## [DATA EXTRACT]
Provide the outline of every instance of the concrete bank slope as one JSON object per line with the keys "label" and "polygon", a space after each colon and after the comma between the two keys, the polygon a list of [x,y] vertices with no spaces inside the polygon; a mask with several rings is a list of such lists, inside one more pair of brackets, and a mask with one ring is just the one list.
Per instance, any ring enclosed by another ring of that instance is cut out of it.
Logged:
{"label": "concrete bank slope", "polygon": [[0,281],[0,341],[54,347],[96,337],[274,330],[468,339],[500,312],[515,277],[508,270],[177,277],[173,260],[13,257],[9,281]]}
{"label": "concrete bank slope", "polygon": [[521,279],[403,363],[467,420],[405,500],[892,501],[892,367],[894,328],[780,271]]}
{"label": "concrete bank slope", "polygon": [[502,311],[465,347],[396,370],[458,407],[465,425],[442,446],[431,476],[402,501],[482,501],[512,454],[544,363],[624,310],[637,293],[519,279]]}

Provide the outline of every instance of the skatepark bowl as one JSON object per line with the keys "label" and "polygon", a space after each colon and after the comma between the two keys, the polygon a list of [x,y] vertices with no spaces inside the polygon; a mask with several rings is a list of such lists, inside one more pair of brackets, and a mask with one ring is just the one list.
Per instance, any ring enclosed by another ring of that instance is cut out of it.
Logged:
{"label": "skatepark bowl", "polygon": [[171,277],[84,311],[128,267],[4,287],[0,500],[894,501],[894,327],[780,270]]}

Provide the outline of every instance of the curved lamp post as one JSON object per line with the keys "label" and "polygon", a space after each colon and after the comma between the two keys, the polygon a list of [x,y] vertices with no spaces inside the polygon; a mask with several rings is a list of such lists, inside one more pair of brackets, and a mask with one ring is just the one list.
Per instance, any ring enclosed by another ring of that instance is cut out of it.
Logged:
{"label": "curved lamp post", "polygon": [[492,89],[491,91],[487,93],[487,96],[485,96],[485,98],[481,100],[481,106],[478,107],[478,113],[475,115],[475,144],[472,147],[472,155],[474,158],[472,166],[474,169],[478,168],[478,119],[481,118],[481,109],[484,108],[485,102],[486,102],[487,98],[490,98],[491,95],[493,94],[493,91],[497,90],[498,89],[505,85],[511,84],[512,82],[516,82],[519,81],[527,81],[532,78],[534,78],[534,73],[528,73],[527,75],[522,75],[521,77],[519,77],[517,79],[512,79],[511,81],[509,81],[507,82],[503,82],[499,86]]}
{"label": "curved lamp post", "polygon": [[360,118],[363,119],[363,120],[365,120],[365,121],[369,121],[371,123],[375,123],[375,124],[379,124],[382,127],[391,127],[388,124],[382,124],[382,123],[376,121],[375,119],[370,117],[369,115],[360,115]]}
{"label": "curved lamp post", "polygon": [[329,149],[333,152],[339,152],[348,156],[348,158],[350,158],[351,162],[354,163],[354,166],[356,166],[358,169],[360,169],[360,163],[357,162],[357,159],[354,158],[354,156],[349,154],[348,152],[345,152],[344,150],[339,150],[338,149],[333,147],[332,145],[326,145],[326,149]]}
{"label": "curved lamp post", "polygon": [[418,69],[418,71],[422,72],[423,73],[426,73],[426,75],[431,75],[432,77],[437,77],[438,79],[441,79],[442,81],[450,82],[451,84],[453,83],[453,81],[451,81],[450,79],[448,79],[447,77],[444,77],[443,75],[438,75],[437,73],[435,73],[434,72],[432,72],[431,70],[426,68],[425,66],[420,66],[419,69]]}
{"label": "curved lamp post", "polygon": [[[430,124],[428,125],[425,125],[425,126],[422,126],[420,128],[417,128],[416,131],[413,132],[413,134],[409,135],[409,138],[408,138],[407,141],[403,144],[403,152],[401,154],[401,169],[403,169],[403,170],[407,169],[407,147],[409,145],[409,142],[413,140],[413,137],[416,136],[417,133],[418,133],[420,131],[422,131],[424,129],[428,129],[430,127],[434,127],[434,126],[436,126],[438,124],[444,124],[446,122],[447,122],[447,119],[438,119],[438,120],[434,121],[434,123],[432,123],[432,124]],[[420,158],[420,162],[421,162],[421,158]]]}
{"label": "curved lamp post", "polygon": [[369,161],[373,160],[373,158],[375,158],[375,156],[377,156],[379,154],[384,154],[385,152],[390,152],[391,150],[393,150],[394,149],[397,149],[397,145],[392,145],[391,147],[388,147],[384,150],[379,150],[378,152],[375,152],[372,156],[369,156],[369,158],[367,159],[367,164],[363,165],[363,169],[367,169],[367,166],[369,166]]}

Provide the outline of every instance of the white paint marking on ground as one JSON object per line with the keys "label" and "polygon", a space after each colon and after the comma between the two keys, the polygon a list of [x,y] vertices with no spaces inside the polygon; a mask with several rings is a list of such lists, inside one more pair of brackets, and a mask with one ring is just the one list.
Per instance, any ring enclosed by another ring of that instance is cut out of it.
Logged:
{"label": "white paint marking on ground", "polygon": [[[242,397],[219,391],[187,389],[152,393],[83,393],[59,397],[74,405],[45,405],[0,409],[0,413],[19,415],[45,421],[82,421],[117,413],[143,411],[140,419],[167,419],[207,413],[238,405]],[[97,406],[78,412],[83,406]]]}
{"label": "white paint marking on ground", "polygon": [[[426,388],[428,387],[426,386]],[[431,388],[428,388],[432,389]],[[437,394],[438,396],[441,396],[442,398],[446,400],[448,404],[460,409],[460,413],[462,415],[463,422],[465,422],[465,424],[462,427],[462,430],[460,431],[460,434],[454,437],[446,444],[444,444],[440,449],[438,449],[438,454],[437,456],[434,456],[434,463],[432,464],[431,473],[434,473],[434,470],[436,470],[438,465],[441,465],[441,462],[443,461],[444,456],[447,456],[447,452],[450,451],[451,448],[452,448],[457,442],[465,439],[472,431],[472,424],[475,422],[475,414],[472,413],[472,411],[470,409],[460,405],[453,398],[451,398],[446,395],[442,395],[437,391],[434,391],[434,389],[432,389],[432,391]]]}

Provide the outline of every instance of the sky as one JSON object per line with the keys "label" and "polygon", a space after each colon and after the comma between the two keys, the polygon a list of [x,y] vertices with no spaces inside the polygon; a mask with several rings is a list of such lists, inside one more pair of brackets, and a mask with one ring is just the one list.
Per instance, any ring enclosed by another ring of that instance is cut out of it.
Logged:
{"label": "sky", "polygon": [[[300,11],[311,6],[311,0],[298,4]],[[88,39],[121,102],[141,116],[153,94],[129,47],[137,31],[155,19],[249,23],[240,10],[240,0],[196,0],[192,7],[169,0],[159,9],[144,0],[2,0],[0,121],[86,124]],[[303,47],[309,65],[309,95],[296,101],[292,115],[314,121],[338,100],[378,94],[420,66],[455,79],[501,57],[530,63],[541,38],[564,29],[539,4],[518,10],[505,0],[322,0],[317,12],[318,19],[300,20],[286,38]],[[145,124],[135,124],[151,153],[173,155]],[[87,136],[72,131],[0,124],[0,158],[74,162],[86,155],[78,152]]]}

## [AIM]
Nothing should be left out: repeat all of the data exactly.

## [SOLUTION BELOW]
Provide the outline of every instance of the concrete bank slope as one JSON object per line with the keys "label" and "polygon", a space after each colon and after the comma between the two keys, the polygon a list of [x,y] vertices with no spaces inside the polygon; a mask with several rings is a list of such lists, inside one more pair of brackets, and a mask with one ring is just the one list.
Per instance, any ring enclosed by another ring of that instance is cut out of it.
Logged:
{"label": "concrete bank slope", "polygon": [[0,281],[0,341],[54,347],[96,337],[274,330],[468,339],[500,312],[515,277],[508,270],[177,277],[173,260],[13,257],[9,281]]}
{"label": "concrete bank slope", "polygon": [[521,279],[403,363],[467,420],[405,500],[892,501],[892,367],[894,328],[780,271]]}
{"label": "concrete bank slope", "polygon": [[502,311],[465,347],[396,370],[458,407],[465,425],[442,446],[431,476],[402,501],[482,501],[512,454],[544,363],[624,310],[637,293],[519,279]]}

Provide the outline of every instance of the skatepark bowl as one JSON object per line with the keys "label" and "polygon", a space after each colon and after the comma between the two keys, the polygon a list of [x,y] vertices with no spaces inside the polygon; a mask with several rings is a list of such lists, inside one more pair of brackets, and a mask with one ring is just the one list.
Per instance, any ring enclosed by another ring of that instance is cut out of it.
Logged:
{"label": "skatepark bowl", "polygon": [[171,277],[84,311],[128,267],[4,287],[0,500],[894,501],[894,327],[780,270]]}

Provide the outline of every instance of the curved lamp post as one JSON object per line with the keys "label" and "polygon", a space after each colon and after the comma between the two keys, the polygon a list of [x,y] vertices with no spaces inside the polygon; a mask with several rings is a list of such lists, inside one more pair of brackets, and a mask with one ring is just the one list.
Per instance, any ring enclosed by another ring of that instance is cut out of it.
Logged:
{"label": "curved lamp post", "polygon": [[492,89],[491,91],[487,93],[487,96],[485,96],[485,98],[481,100],[481,106],[478,107],[478,113],[475,115],[475,144],[472,147],[472,155],[474,158],[472,166],[474,169],[478,168],[478,119],[481,118],[481,109],[484,108],[485,102],[486,102],[487,98],[490,98],[491,95],[493,94],[493,91],[497,90],[498,89],[505,85],[511,84],[512,82],[516,82],[519,81],[527,81],[532,78],[534,78],[534,73],[528,73],[527,75],[522,75],[521,77],[519,77],[517,79],[512,79],[511,81],[509,81],[507,82],[503,82],[499,86]]}
{"label": "curved lamp post", "polygon": [[360,118],[363,119],[363,120],[365,120],[365,121],[369,121],[371,123],[375,123],[375,124],[379,124],[382,127],[391,127],[388,124],[382,124],[382,123],[376,121],[375,119],[370,117],[369,115],[360,115]]}
{"label": "curved lamp post", "polygon": [[329,149],[333,152],[339,152],[348,156],[348,158],[350,158],[351,162],[354,163],[354,166],[356,166],[358,169],[360,169],[360,163],[357,162],[357,159],[354,158],[354,156],[349,154],[348,152],[345,152],[344,150],[339,150],[338,149],[333,147],[332,145],[326,145],[326,149]]}
{"label": "curved lamp post", "polygon": [[418,69],[418,71],[422,72],[423,73],[426,73],[426,75],[431,75],[432,77],[437,77],[438,79],[441,79],[442,81],[450,82],[451,84],[453,83],[453,81],[451,81],[450,79],[448,79],[447,77],[444,77],[443,75],[438,75],[437,73],[435,73],[434,72],[432,72],[431,70],[426,68],[425,66],[420,66],[419,69]]}
{"label": "curved lamp post", "polygon": [[[430,124],[428,125],[425,125],[425,126],[422,126],[420,128],[417,128],[416,131],[413,132],[413,134],[409,135],[409,138],[408,138],[407,141],[403,144],[403,152],[401,154],[401,169],[403,169],[403,170],[407,169],[407,147],[409,145],[409,142],[413,140],[413,137],[416,136],[417,133],[418,133],[420,131],[422,131],[424,129],[428,129],[430,127],[434,127],[434,126],[436,126],[438,124],[444,124],[446,122],[447,122],[447,119],[438,119],[438,120],[434,121],[434,123],[432,123],[432,124]],[[420,158],[420,162],[421,162],[421,158]]]}
{"label": "curved lamp post", "polygon": [[369,161],[373,160],[373,158],[375,158],[375,156],[377,156],[379,154],[384,154],[385,152],[390,152],[391,150],[393,150],[394,149],[397,149],[397,145],[392,145],[391,147],[388,147],[384,150],[379,150],[378,152],[375,152],[372,156],[369,156],[369,158],[367,159],[367,164],[363,165],[363,169],[367,169],[367,166],[369,166]]}

Provide the outline of every instance of the white paint marking on ground as one JSON object per line with the keys "label" and "polygon", a space after each colon and after the comma between the two keys, the polygon a list of [x,y] vertices with no spaces inside the polygon; a mask with several rings is a list of such lists, inside one more pair of brackets, and a mask with one ring is just the one list.
Per instance, any ring enclosed by another ring of that instance is cut out of it.
Logged:
{"label": "white paint marking on ground", "polygon": [[[242,397],[219,391],[187,389],[152,393],[83,393],[59,397],[74,405],[45,405],[0,409],[0,413],[19,415],[45,421],[82,421],[117,413],[143,411],[140,419],[167,419],[207,413],[238,405]],[[97,406],[78,412],[83,406]]]}
{"label": "white paint marking on ground", "polygon": [[[426,388],[428,387],[426,386]],[[431,388],[428,388],[432,389]],[[437,394],[438,396],[441,396],[442,398],[446,400],[448,404],[460,409],[460,413],[462,415],[463,422],[465,422],[465,424],[462,427],[462,430],[460,431],[460,434],[454,437],[446,444],[444,444],[440,449],[438,449],[438,454],[437,456],[434,456],[434,463],[432,464],[431,473],[434,473],[434,470],[436,470],[438,465],[441,465],[441,462],[443,461],[444,456],[447,456],[447,452],[450,451],[451,448],[452,448],[457,442],[465,439],[472,431],[472,424],[475,422],[475,414],[472,413],[472,411],[470,409],[460,405],[453,398],[451,398],[446,395],[442,395],[437,391],[434,391],[434,389],[432,389],[432,391]]]}

Provide the outline of every instance of the sky as one JSON object per line with the keys "label" and "polygon", a space after each colon and after the comma between the two keys, the polygon a list of [x,y] vertices with no spaces inside the polygon; a mask with several rings is a list of such lists, inside one more pair of brackets, and a mask with one ring is just the one list.
Per instance, any ring enclosed by another ring of that instance is cut out of it.
Logged:
{"label": "sky", "polygon": [[[300,11],[311,6],[311,0],[298,4]],[[88,39],[121,102],[141,116],[153,94],[129,47],[137,31],[155,19],[249,23],[240,10],[240,0],[196,0],[192,7],[169,0],[159,9],[144,0],[2,0],[0,121],[86,124]],[[303,47],[309,65],[309,95],[296,101],[292,115],[314,121],[338,100],[378,94],[420,66],[455,79],[501,57],[530,63],[541,38],[564,29],[539,4],[518,10],[505,0],[322,0],[317,12],[318,19],[300,20],[286,38]],[[145,124],[135,124],[151,153],[173,155]],[[87,136],[72,131],[0,124],[0,158],[74,162],[86,155],[78,152]]]}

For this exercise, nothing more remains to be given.